» SOURCE EXTRACT:
• • • •

There's also the public suffix list: https://publicsuffix.org/list/

It's probably a good idea for the author to add this project to the list.


Generally a dot is used as a barrier for these, because otherwise you need to have an infinite (and changing) list where users are allowed to register subdomains. .ac.uk vs. .com, etc. Not to mention that there are some of these domains where the policy is changing and there's both delegates and toplevel domains.

If you don't trust across separator boundaries you're mostly safe. That is, mytxt.foo.com shouldn't be blindly trusted for my.subdomain.foo.com nor mytxt.subdomain.foo.com shouldn't be trusted for foo.com.

IMO the biggest concern is with organizations that blacklist domains for various reasons, because they are not eager to just build very fine-grained blacklists.


At least for certificate issuance they can turn it off via a CAA record:

https://en.wikipedia.org/wiki/DNS_Certification_Authority_Au...


One inconvenience is that although RFC8657 explains how to tell a CA that it must use particular methods, the most obvious public CA (Let's Encrypt) has not shipped RFC8657 support. So you can write a CAA record which says "Only Let's Encrypt may issue" or indeed say "Only Sectigo may issue" but you cannot write a record which says e.g. "Only Let's Encrypt may issue, and they must use the tls-alpn-01 method". Or rather, you can write that record but it won't work.

Now, there are a bunch of things you could do about that, and I believe this cool toy does one of the obvious ones: Don't have any certificates for the problematic domain. The web site isn't in the domain you can mess with. But it would be nice if Let's Encrypt got to this, periodically I check so far each time somebody has pestered them for RFC 8657 recently, so I don't pile on since that's unhelpful.


I would think it would fall on the zone operator to properly configure a CAA record to restrict issuance by an unauthorized CA.

• • • •

» JOBS:
- 1) In the domain discussion, which public certificate authority has not shipped RFC8657 support?
- 2) Shorten the paragraph of the domain discussion that begins "One inconvenience is that" to two sentences while keeping its main facts.
- 3) List every domain name or domain suffix used as an example in the two paragraphs of the domain discussion that begin "Generally a dot" and "If you don't trust".
The data that comes next is from a separate, unrelated source.

» MATERIAL:
• • • •

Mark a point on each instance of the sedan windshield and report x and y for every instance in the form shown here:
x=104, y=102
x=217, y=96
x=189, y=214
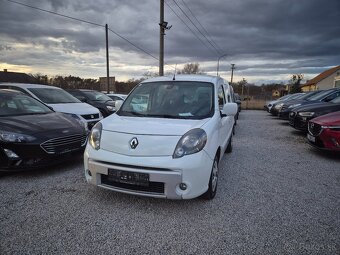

• • • •

» SOLUTIONS TO THE PROBLEMS:
- 1) Let's Encrypt.

- 2) RFC8657 explains how to tell a CA which methods it must use, but Let's Encrypt has not shipped support for it. A CAA record can say that only one CA, such as Let's Encrypt or Sectigo, may issue, but a record that also requires a method like tls-alpn-01 will not work.

- 3)
- .ac.uk
- .com
- mytxt.foo.com
- my.subdomain.foo.com
- mytxt.subdomain.foo.com
- foo.com